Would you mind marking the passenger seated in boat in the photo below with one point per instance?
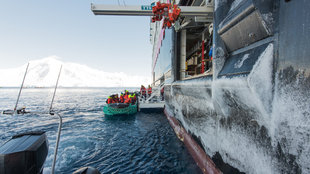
(128, 99)
(121, 98)
(115, 98)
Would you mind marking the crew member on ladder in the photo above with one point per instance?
(149, 91)
(121, 98)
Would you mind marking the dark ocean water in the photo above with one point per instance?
(141, 143)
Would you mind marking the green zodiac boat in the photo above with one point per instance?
(120, 109)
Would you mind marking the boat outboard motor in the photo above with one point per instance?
(87, 170)
(24, 153)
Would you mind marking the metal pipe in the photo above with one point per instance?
(55, 89)
(183, 54)
(203, 54)
(20, 90)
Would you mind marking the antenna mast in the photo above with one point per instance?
(20, 90)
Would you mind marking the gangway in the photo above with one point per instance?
(154, 102)
(145, 10)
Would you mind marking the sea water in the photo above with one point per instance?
(140, 143)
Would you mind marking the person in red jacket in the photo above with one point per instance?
(143, 91)
(109, 100)
(121, 98)
(149, 91)
(162, 90)
(128, 99)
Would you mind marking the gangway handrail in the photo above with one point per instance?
(51, 112)
(156, 93)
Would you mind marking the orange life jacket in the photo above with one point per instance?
(127, 100)
(121, 99)
(109, 101)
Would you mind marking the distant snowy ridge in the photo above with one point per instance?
(44, 72)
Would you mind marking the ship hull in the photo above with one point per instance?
(252, 114)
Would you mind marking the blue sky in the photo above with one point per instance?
(35, 29)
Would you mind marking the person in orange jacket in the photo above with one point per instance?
(149, 91)
(109, 100)
(134, 98)
(115, 98)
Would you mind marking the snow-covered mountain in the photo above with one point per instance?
(44, 72)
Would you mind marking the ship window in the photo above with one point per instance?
(198, 58)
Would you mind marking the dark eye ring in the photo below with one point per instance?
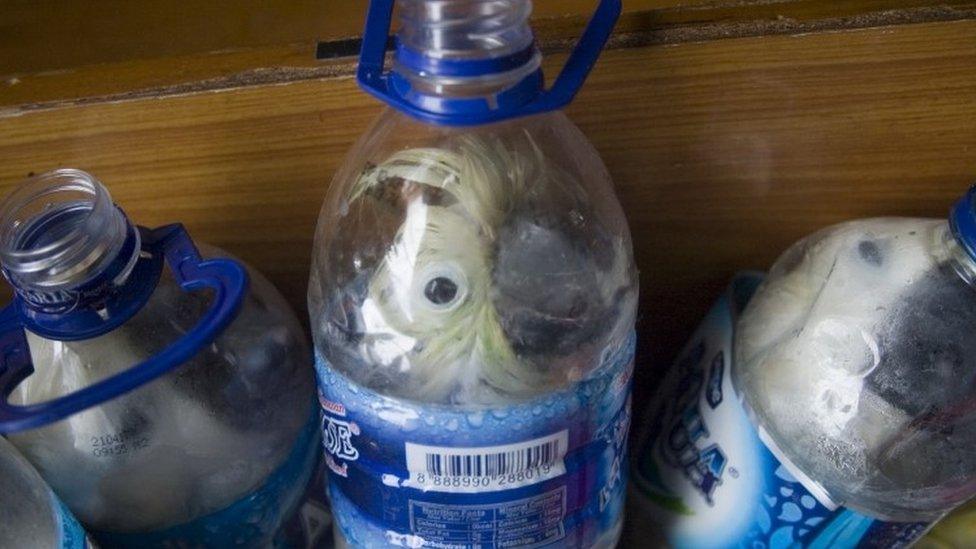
(440, 290)
(443, 286)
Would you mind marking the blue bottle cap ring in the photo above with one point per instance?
(525, 98)
(226, 277)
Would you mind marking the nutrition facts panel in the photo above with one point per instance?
(529, 522)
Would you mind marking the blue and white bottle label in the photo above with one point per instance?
(549, 471)
(708, 479)
(72, 534)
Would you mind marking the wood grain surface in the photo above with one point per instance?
(723, 152)
(61, 52)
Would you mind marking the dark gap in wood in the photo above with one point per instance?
(336, 64)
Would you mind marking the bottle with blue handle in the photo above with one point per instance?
(841, 410)
(473, 295)
(166, 398)
(30, 514)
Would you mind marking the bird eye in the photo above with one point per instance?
(440, 290)
(442, 286)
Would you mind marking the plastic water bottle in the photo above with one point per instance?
(30, 514)
(855, 371)
(167, 399)
(473, 295)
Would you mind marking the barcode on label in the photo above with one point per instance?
(472, 469)
(493, 464)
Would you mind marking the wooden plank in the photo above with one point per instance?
(122, 50)
(723, 153)
(45, 35)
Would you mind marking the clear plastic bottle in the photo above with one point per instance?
(30, 514)
(164, 406)
(847, 415)
(857, 358)
(472, 296)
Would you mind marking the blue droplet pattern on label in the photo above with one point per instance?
(551, 470)
(751, 499)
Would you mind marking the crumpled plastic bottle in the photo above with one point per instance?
(30, 514)
(163, 405)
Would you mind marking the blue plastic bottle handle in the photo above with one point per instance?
(226, 277)
(374, 79)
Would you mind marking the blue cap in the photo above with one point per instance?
(962, 221)
(526, 97)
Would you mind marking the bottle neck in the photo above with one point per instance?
(63, 241)
(466, 48)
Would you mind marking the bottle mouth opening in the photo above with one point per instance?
(57, 228)
(466, 28)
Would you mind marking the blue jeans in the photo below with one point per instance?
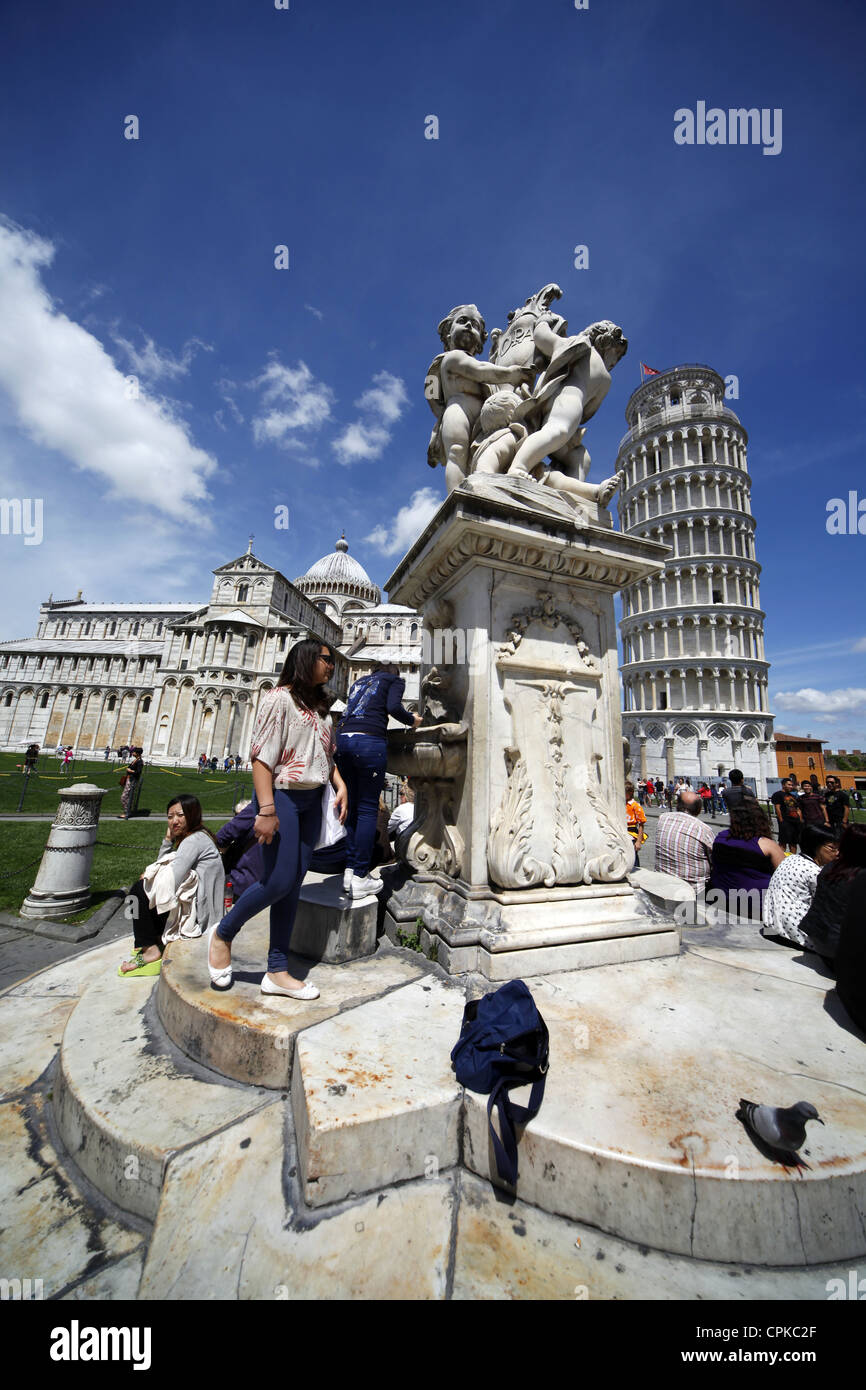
(362, 762)
(287, 861)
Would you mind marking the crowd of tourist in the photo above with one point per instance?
(317, 804)
(808, 887)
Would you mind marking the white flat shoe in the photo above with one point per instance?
(364, 887)
(307, 991)
(220, 979)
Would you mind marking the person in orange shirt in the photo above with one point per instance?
(635, 818)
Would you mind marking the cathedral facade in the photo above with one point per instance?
(186, 679)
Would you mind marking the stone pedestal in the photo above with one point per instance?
(519, 841)
(63, 883)
(330, 926)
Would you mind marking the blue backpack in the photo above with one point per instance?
(503, 1041)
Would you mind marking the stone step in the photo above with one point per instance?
(249, 1036)
(637, 1133)
(59, 1240)
(374, 1096)
(357, 1186)
(446, 1236)
(125, 1100)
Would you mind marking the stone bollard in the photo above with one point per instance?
(63, 883)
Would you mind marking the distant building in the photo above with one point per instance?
(801, 758)
(185, 679)
(694, 669)
(854, 773)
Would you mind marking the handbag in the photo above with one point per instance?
(331, 829)
(503, 1041)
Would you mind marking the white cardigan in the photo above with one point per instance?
(189, 884)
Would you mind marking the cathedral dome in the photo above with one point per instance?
(338, 574)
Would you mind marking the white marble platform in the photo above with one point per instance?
(249, 1036)
(635, 1179)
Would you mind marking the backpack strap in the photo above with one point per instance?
(505, 1148)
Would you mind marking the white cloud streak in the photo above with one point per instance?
(381, 406)
(407, 524)
(70, 396)
(291, 399)
(823, 704)
(152, 363)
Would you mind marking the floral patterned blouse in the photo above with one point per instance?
(293, 741)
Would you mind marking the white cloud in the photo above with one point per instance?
(382, 406)
(385, 398)
(407, 524)
(296, 401)
(360, 441)
(823, 704)
(152, 362)
(70, 396)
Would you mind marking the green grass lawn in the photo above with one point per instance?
(216, 791)
(123, 851)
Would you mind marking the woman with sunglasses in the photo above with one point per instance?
(292, 756)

########

THE TASK: Write out all the records again, exactly, minus any pictures.

FULL OUTPUT:
Would you mind marking the passenger seated in boat in the photo below with one point per instance?
(128, 99)
(121, 98)
(115, 98)
Would you mind marking the crew member on ladder in the photo above with one point per instance?
(149, 91)
(121, 98)
Would you mind marking the dark ocean water in the photo above with one point per instance?
(141, 143)
Would you mind marking the green zodiac boat in the photo above with one point per instance?
(120, 109)
Would you mind marking the boat outboard motor in the photo above with one point per instance?
(87, 170)
(24, 153)
Would you mind marking the metal pipe in the photo above with one point per instance?
(55, 89)
(183, 54)
(203, 54)
(20, 90)
Would you mind marking the antenna mast in the photo above with one point per instance?
(20, 90)
Would you mind marking the gangway in the photo above with one point per instance?
(154, 102)
(145, 10)
Would you mind marking the sea water in the photo above with one point per instance?
(140, 143)
Would you mind marking the person in red jacket in the photo above with one point per instance?
(143, 91)
(109, 100)
(121, 98)
(149, 91)
(162, 90)
(128, 99)
Would you mind marking the gangway handrail in the photo above with one point per instance?
(51, 112)
(156, 93)
Would you mind marking the orange life jacket in the photo above with one point per instance?
(127, 100)
(121, 99)
(109, 101)
Would you mind marking the distant snowy ridge in the photo above with one point per instance?
(44, 72)
Would you mind marking the ship hull in the photo above with one point per instance?
(252, 114)
Would you mind marking the blue sky in the photo above with one point per instance?
(35, 29)
Would you mind marking the person in orange jacket in the photo above with one point per instance?
(149, 91)
(109, 100)
(134, 98)
(115, 98)
Would you mind marking the snow-covered mountain in the photo above with one point per instance?
(44, 72)
Would you mind marking the ship window in the photo above with one point per instance?
(198, 58)
Would you mind marking the dark eye ring in the photo below with one point per instance?
(440, 290)
(443, 286)
Would you mind marking the blue bottle cap ring in the photo above with one point per instance?
(525, 98)
(226, 277)
Would you mind marking the nutrition facts panel in the photo above with one point per instance?
(529, 522)
Would you mind marking the blue and white bottle label in the photo above with one point per instance?
(549, 471)
(708, 479)
(72, 534)
Would you mind marking the wood grain surface in the photo above with one point per instance?
(723, 152)
(61, 52)
Would you mind marking the dark gap in wood in the photo above with one point per instance?
(336, 64)
Would you mind marking the bottle with blue handle in the photo above with one point per instance?
(841, 410)
(473, 295)
(166, 398)
(30, 514)
Would you mind marking the bird eye in the photo above with one point per instance?
(440, 290)
(442, 286)
Would you mind marking the plastic water bottle in the photo above with one point per instance?
(30, 514)
(855, 371)
(167, 399)
(473, 295)
Would you mind marking the barcode on label in the photo above with one point per instance?
(472, 469)
(493, 464)
Would you mind marking the wooden plank in the photo above with one point per instance?
(122, 50)
(723, 153)
(45, 35)
Would you mind marking the clear plastic bottle in the photo above with one point per instance?
(30, 514)
(164, 406)
(847, 415)
(857, 358)
(472, 296)
Would you mind marking the blue droplet pattern on label in the photo above with one point per instance?
(551, 470)
(751, 499)
Would you mind marking the crumpled plastic bottle in the photo above with one point per instance?
(30, 514)
(163, 405)
Would you mind marking the blue plastic bottle handle in the photo above with one point per instance?
(226, 277)
(374, 79)
Would you mind marking the blue cap in the photo above with one point per instance?
(962, 221)
(526, 97)
Would you mind marking the bottle neck in the photo above with one point per instance?
(63, 241)
(466, 48)
Would you mind marking the bottle mouth opening in the photo above with one point per instance?
(57, 228)
(466, 28)
Would you mind marking the blue jeans in the photo below with one point per instance?
(362, 762)
(287, 861)
Would you mind marking the crowd of tourist in the photo above with one point per instance?
(317, 804)
(808, 887)
Would you mind marking the white flat shoe in the photo above with one point per instance?
(364, 887)
(307, 991)
(220, 979)
Would you mind marking the person in orange shirt in the photo above with one point per instance?
(635, 818)
Would you mind marking the cathedral facade in the photo above with one point per instance?
(186, 679)
Would you mind marking the stone pedestal in the photo above with one point per instance?
(519, 841)
(63, 883)
(330, 926)
Would you mind marking the blue backpack in the photo above with one point per instance?
(503, 1041)
Would you mind marking the stone step in the photo above with one point per instance?
(249, 1036)
(637, 1133)
(59, 1240)
(374, 1096)
(357, 1186)
(446, 1236)
(125, 1100)
Would you mind marking the stone bollard in the photo above with one point per instance?
(63, 883)
Would you mind marking the distant building in the photo above with one point per instance?
(801, 758)
(185, 679)
(694, 669)
(854, 773)
Would you mind marking the handbag in the photo above with one point per instance?
(331, 829)
(503, 1041)
Would you mind marking the white cardigan in the photo above with one point per instance?
(189, 884)
Would you mind marking the cathedral dome in the photo above with one point per instance?
(338, 574)
Would you mind marking the white marble platform in the photo above with one point per instance?
(249, 1036)
(635, 1179)
Would you mind marking the backpack strap in the photo above with one point per instance?
(505, 1148)
Would you mind marking the white cloud streak in the photo above with one point per instance?
(381, 406)
(407, 524)
(70, 396)
(291, 399)
(823, 704)
(152, 363)
Would you mind marking the floral patterned blouse in the photo above with one point per instance?
(293, 741)
Would you mind marking the white cloud in the photo above with one point per instance?
(382, 406)
(385, 398)
(407, 524)
(296, 401)
(360, 441)
(823, 704)
(152, 362)
(70, 396)
Would you mind marking the green grass lawn in the photo above with one point per instance?
(216, 791)
(123, 851)
Would you mind marking the woman with sunglasses in the photo above with one point per instance?
(292, 756)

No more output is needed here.